» WHAT NEEDS TO BE DONE:
If a line in the entries includes "drain", show that line.
───── DATA TO USE
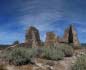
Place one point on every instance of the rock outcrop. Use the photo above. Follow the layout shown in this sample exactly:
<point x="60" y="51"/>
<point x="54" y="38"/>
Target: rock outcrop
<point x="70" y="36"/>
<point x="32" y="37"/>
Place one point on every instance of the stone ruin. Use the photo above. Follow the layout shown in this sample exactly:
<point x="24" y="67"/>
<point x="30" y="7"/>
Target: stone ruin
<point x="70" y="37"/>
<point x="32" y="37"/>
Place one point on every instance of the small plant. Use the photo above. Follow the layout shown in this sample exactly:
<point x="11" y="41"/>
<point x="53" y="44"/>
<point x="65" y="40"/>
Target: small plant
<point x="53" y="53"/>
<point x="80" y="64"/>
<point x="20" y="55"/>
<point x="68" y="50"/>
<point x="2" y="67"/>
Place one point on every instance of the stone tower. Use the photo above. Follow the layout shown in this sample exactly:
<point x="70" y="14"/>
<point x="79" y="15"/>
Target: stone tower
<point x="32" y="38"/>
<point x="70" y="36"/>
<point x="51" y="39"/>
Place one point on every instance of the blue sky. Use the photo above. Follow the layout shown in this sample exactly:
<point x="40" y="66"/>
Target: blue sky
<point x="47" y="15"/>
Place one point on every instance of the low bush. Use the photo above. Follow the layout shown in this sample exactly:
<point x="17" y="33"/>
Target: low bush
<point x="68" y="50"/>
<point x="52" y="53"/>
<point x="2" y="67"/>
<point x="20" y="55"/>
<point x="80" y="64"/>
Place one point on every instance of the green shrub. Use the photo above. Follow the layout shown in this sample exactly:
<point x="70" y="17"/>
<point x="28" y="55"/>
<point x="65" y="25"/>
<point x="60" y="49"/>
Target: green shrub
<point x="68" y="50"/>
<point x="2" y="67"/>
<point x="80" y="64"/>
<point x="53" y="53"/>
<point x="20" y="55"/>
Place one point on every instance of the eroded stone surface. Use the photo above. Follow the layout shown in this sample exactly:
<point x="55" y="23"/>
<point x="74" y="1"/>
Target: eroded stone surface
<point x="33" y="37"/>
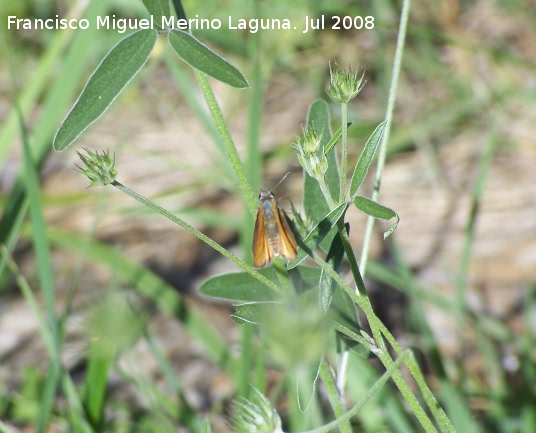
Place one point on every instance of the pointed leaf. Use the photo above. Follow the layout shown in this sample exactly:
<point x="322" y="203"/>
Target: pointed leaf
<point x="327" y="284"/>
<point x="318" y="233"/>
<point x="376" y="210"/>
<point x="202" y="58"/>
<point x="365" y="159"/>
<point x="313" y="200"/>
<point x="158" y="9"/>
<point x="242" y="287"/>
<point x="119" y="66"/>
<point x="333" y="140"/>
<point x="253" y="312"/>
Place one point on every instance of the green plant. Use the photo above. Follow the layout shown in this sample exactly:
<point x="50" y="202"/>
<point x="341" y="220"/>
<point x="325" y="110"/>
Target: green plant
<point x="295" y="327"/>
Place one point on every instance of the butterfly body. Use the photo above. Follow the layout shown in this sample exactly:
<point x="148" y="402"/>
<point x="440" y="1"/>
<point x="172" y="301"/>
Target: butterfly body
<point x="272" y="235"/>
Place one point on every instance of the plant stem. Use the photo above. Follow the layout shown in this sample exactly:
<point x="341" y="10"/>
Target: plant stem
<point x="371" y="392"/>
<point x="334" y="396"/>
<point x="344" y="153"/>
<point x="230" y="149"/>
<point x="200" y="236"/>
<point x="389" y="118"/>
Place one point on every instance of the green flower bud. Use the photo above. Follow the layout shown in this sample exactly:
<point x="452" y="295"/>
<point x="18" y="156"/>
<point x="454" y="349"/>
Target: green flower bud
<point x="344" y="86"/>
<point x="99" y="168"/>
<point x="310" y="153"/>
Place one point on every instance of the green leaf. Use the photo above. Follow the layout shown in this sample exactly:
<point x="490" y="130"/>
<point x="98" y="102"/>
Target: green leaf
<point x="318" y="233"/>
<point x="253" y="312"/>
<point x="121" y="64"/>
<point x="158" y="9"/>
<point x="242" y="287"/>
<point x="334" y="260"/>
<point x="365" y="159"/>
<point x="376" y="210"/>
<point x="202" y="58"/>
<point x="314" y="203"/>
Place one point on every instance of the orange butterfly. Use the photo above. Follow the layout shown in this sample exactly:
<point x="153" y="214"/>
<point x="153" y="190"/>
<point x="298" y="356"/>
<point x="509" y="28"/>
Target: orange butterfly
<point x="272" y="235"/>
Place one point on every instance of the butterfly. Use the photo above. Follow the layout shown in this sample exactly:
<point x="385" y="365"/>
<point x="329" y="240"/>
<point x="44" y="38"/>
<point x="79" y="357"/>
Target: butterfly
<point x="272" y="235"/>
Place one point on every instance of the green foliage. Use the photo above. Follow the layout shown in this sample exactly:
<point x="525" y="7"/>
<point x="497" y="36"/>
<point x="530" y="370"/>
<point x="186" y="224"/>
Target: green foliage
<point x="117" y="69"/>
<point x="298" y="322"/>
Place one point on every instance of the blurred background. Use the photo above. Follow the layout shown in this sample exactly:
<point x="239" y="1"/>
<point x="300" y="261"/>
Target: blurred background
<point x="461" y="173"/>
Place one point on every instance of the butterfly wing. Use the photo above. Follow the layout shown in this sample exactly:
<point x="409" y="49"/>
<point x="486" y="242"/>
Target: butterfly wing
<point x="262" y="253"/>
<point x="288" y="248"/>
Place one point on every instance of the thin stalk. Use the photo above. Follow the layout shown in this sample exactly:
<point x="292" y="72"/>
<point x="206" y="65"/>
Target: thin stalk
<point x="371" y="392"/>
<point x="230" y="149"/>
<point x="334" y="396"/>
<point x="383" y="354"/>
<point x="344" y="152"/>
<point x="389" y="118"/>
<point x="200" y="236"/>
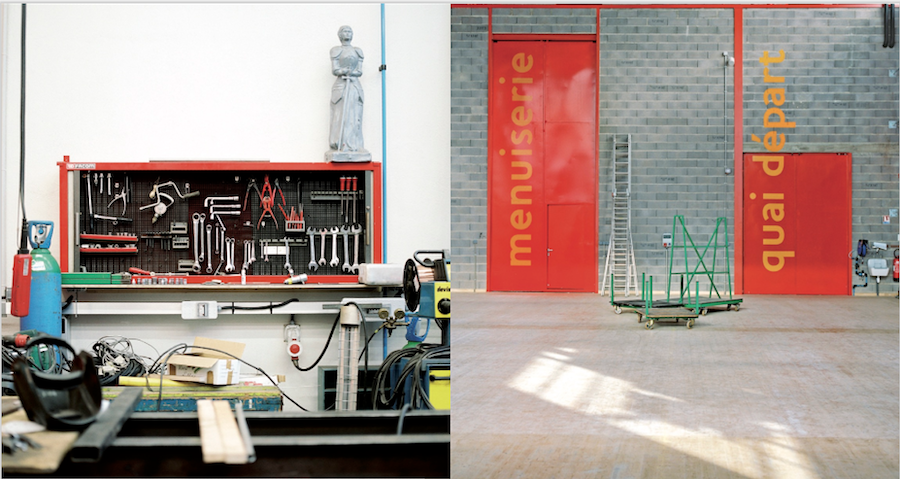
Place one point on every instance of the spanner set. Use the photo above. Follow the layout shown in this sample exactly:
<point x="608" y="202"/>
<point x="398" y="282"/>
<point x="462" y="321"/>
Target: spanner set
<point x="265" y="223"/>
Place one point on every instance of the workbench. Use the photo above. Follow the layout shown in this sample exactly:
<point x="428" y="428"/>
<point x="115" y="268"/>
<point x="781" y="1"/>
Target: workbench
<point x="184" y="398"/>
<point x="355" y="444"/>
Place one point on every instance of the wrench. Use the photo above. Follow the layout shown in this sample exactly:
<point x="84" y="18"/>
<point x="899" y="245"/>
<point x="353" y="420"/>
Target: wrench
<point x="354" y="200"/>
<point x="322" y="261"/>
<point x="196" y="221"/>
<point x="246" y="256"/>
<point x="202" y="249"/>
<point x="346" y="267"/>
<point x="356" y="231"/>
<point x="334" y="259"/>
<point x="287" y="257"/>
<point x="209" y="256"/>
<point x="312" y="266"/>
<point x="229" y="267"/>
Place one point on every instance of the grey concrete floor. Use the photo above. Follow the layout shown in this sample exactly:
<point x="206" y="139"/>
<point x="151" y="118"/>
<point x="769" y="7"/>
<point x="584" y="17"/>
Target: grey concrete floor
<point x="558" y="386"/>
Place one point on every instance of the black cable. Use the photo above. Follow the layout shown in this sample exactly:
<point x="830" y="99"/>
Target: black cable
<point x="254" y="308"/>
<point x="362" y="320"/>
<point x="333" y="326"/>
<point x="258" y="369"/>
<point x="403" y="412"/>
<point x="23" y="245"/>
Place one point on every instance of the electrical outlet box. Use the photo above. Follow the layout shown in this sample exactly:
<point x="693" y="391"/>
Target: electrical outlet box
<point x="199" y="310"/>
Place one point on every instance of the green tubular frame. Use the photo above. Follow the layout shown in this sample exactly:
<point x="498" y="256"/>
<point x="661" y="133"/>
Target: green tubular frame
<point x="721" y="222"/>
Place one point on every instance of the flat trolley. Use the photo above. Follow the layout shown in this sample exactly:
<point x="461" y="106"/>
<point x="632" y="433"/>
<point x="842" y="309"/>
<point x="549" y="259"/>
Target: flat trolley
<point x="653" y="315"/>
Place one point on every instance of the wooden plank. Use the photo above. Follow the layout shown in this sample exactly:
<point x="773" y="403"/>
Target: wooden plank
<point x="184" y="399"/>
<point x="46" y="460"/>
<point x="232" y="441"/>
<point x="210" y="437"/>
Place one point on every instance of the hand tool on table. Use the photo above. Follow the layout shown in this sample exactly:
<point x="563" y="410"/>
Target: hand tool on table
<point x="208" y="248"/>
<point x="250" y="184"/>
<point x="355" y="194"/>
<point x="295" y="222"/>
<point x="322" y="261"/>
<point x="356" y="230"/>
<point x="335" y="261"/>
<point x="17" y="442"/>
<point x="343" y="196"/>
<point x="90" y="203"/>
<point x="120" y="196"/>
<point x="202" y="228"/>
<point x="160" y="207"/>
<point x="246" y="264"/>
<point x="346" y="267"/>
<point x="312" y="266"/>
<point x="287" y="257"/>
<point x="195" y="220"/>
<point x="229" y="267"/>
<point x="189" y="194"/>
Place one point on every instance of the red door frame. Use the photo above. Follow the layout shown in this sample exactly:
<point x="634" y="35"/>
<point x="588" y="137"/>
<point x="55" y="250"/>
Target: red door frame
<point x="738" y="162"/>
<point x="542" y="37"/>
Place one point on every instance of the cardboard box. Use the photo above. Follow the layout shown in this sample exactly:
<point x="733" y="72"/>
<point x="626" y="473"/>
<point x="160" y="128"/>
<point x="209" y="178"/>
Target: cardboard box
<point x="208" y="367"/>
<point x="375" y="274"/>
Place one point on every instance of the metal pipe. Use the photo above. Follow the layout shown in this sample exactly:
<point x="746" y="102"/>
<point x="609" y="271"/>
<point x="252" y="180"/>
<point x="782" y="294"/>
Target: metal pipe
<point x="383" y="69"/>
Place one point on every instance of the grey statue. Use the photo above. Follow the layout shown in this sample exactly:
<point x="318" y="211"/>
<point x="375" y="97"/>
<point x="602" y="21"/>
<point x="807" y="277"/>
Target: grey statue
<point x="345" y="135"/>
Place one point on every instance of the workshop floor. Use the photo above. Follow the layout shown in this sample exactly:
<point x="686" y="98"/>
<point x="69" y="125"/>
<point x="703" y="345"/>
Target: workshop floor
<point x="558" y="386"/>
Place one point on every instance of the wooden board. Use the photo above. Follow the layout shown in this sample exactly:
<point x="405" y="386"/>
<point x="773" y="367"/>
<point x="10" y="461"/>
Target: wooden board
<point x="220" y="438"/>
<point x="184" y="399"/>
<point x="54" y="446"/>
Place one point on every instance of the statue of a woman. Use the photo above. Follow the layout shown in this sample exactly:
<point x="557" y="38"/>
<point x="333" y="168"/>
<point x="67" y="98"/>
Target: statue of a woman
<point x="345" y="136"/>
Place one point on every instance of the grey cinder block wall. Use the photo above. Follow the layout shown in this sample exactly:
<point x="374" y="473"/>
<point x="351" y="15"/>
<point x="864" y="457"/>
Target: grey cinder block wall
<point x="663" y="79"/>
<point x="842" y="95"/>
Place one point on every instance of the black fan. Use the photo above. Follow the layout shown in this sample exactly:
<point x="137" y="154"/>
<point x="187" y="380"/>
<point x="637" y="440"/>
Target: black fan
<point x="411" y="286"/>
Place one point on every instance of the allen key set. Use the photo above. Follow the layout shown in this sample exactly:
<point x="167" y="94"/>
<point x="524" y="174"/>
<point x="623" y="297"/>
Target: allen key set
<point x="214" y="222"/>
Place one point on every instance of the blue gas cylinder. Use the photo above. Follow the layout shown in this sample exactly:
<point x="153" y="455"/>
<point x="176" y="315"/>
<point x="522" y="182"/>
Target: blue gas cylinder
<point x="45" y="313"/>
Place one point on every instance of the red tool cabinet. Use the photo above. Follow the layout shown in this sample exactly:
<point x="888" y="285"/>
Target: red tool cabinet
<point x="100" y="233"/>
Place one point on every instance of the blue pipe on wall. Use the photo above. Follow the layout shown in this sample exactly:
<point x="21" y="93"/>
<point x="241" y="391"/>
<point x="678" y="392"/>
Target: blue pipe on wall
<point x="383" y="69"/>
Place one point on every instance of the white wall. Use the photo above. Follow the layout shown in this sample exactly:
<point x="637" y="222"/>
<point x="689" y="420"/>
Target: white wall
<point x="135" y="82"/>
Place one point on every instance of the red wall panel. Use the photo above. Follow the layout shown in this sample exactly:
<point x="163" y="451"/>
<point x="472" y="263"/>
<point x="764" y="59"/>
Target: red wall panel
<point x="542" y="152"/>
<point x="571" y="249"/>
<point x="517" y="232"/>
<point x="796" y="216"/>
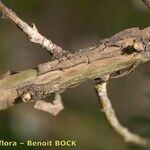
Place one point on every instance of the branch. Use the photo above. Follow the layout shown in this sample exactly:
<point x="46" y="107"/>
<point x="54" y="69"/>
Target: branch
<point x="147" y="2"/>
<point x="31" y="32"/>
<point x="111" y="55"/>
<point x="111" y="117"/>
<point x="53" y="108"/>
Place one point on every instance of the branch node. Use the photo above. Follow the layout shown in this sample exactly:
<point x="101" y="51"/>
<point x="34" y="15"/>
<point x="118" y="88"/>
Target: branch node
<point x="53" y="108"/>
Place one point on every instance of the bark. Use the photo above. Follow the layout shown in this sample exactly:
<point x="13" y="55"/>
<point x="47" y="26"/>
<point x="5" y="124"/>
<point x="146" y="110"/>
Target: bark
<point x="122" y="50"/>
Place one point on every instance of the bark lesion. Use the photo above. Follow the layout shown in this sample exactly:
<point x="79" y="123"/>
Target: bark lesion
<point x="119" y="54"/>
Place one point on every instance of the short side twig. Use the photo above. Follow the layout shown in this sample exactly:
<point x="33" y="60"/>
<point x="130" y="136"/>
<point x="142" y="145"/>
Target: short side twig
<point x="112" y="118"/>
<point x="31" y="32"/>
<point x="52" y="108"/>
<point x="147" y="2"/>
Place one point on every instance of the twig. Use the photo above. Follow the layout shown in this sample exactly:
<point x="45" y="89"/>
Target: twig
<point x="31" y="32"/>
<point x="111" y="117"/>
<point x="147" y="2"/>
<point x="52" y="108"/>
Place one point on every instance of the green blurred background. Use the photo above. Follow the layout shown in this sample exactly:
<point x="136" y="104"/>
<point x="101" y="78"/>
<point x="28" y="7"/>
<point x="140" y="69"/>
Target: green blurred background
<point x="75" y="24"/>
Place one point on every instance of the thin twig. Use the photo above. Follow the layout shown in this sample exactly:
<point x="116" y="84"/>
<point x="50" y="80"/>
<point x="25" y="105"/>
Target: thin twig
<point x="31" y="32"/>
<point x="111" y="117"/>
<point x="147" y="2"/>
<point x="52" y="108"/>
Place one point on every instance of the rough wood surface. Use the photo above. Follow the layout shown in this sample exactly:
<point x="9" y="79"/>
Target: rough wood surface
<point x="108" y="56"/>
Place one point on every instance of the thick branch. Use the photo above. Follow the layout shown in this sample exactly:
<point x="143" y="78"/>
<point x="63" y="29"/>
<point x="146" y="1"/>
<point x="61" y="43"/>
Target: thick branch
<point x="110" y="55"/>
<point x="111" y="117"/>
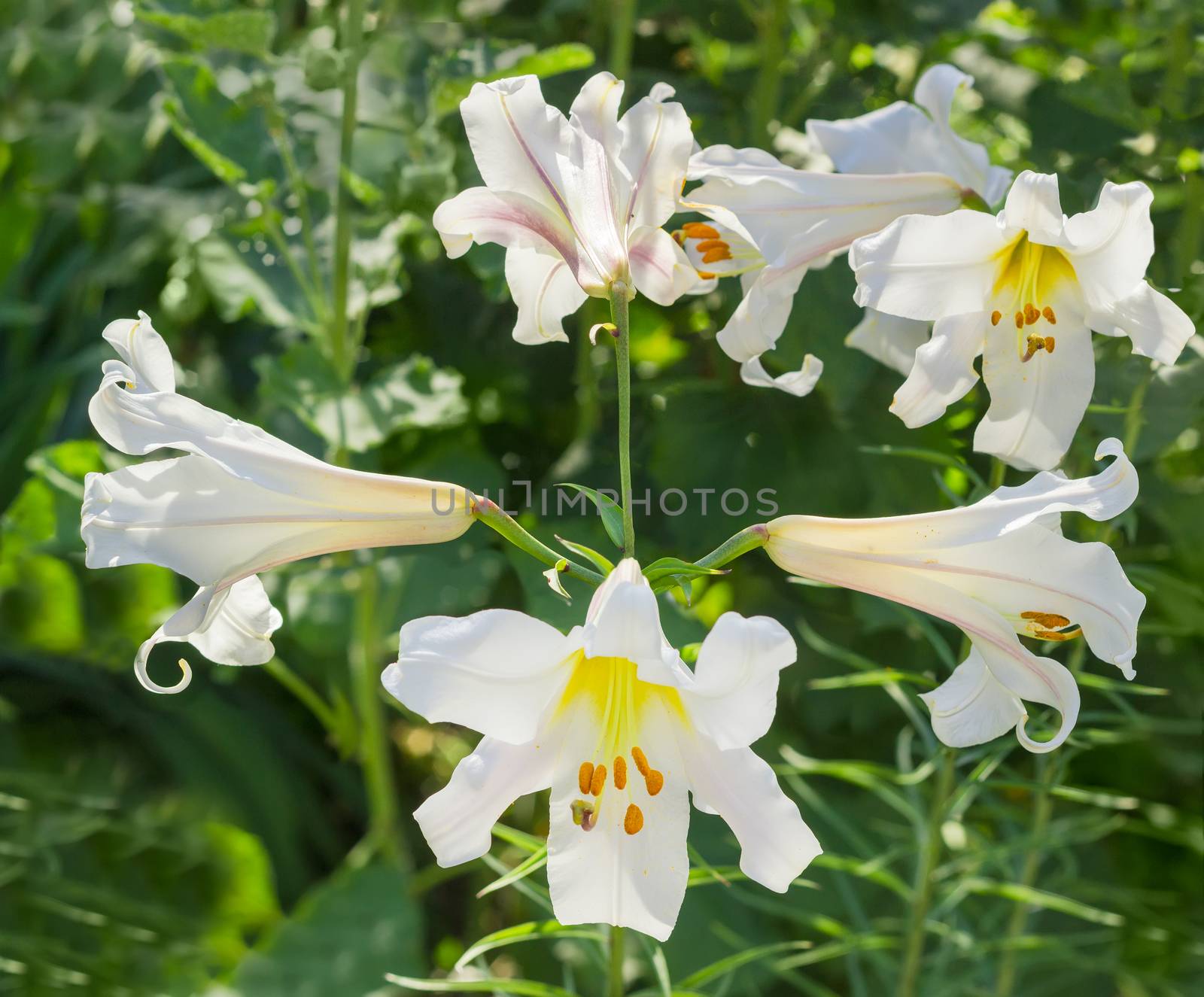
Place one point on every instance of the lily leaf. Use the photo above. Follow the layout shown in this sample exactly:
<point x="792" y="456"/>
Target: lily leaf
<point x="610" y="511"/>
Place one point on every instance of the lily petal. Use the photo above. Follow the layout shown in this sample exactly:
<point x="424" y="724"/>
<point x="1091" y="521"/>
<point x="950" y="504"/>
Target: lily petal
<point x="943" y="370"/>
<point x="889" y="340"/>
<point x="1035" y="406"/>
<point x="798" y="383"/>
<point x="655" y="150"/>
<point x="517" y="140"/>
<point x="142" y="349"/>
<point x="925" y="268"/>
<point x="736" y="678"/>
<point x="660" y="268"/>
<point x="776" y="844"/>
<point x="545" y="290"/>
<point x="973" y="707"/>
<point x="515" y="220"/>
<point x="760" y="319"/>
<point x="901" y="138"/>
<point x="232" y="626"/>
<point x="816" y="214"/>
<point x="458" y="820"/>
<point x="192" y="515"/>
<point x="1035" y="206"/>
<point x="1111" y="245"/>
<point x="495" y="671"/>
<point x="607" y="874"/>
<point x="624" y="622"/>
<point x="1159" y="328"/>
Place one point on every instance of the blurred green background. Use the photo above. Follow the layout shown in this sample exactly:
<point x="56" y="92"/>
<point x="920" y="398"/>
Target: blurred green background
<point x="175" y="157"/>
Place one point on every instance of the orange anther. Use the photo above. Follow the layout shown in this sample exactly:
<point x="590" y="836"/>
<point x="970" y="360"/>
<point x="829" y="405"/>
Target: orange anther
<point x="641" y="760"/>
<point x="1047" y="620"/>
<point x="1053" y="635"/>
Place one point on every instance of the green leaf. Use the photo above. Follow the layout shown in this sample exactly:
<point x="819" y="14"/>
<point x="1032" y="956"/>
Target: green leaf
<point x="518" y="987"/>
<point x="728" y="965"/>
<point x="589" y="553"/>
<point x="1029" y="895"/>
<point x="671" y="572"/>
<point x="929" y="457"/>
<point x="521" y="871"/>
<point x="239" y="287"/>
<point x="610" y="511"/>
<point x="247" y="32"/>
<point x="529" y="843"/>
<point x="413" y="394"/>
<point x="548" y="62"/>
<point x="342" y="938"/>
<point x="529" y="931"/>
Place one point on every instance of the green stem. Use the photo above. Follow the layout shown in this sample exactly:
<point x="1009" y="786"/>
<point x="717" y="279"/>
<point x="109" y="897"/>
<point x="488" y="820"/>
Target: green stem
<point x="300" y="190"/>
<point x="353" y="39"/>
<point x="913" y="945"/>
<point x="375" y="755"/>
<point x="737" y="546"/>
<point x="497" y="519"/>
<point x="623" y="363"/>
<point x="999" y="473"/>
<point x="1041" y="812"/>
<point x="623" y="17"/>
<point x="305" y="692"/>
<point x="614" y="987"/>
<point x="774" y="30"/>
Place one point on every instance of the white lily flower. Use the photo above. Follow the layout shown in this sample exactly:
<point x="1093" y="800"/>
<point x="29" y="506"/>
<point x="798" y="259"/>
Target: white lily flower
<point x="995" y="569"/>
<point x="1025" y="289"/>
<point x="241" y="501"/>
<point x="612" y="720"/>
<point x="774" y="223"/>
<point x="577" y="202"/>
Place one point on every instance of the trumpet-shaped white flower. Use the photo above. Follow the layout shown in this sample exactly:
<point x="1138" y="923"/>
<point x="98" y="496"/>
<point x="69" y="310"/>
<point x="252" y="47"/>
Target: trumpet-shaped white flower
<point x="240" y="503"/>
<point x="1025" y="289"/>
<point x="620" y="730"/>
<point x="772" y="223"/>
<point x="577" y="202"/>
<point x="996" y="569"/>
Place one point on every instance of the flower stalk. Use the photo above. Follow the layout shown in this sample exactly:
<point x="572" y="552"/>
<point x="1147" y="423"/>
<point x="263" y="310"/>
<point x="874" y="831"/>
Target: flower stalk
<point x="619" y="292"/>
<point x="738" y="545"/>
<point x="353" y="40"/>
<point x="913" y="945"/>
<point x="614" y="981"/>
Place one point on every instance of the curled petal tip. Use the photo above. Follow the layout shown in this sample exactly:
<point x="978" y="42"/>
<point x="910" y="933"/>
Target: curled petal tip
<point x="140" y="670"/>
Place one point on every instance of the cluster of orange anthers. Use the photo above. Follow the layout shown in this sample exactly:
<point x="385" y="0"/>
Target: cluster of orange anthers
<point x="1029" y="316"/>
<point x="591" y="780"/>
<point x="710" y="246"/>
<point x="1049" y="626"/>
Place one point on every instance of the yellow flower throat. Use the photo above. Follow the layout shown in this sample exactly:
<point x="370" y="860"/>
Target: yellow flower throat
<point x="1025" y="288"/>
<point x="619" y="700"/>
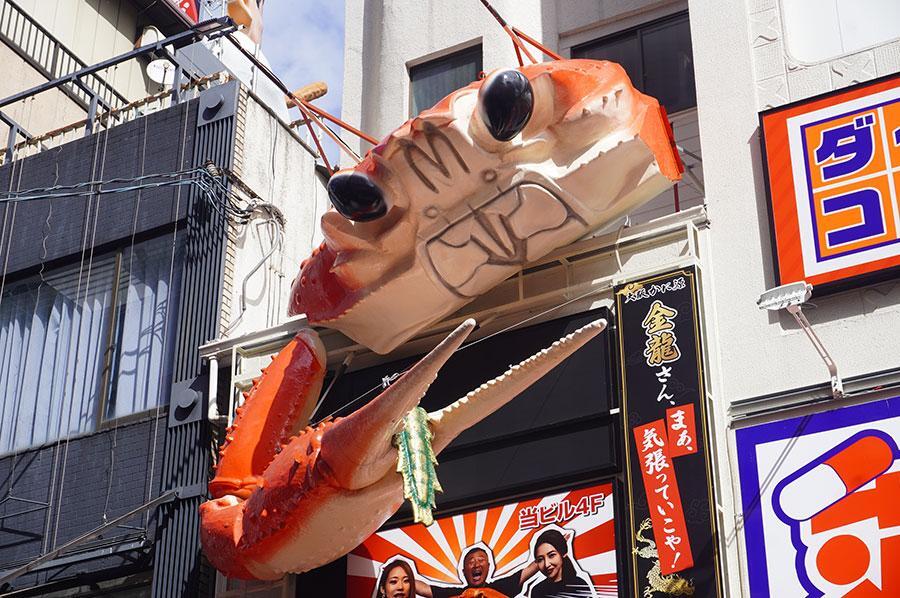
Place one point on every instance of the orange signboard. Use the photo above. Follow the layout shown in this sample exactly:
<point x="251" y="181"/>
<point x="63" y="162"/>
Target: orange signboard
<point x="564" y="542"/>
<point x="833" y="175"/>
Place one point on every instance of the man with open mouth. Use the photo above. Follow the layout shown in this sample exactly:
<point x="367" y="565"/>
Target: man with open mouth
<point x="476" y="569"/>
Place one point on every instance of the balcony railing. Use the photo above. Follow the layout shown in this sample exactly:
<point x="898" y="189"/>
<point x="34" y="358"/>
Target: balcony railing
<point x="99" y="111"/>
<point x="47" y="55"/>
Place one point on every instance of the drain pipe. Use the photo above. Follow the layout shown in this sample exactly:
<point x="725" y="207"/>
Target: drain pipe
──────────
» RESULT:
Place one point on every instance of the drain pipe. Use the photo above. Follow the layout shown in this sample exactly:
Target: drain pipe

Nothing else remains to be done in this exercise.